▶ [Task directions]:
Would you reproduce the whole listing exactly, dropping any pictures it holds?

▶ [Data listing]:
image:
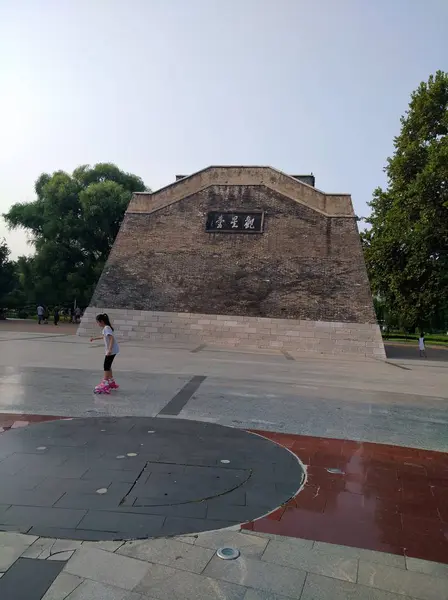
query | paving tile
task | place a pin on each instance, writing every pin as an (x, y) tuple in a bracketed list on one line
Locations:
[(71, 533), (254, 573), (8, 556), (186, 539), (16, 540), (42, 516), (12, 495), (106, 567), (28, 579), (418, 585), (248, 545), (65, 545), (62, 556), (62, 586), (136, 525), (318, 587), (165, 583), (39, 549), (260, 595), (428, 567), (108, 546), (183, 525), (281, 538), (394, 560), (196, 510), (170, 553), (93, 590), (292, 555)]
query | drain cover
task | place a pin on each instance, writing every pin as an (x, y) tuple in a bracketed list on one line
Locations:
[(228, 553)]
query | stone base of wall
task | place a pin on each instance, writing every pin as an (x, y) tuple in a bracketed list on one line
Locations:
[(361, 339)]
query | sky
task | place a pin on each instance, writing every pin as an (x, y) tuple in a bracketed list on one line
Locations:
[(166, 87)]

▶ [Expected answer]:
image:
query | paving tile
task | place a pin on each instance, writing every pin as an (x, y) tuple in a bracketed list on one line
Locations:
[(71, 533), (254, 573), (8, 556), (186, 539), (16, 540), (42, 516), (12, 495), (106, 567), (28, 579), (418, 585), (248, 545), (65, 545), (62, 556), (62, 586), (136, 525), (318, 587), (165, 583), (39, 549), (260, 595), (428, 567), (108, 546), (183, 525), (281, 538), (394, 560), (196, 510), (170, 553), (93, 590), (292, 555)]
query | drain cover
task | place a pin on each instance, writing every pin as an (x, y) tuple in a bracketed list on one line
Locations:
[(228, 553)]
query | stone base of wall
task | place a pin on each instance, writing every pin as an (x, y) tuple in a bracketed list on one line
Locations:
[(361, 339)]
query | sky
task | place a pin on each instance, writing every pin as an (x, y) tuple in a bracketed list on one line
Locations:
[(166, 87)]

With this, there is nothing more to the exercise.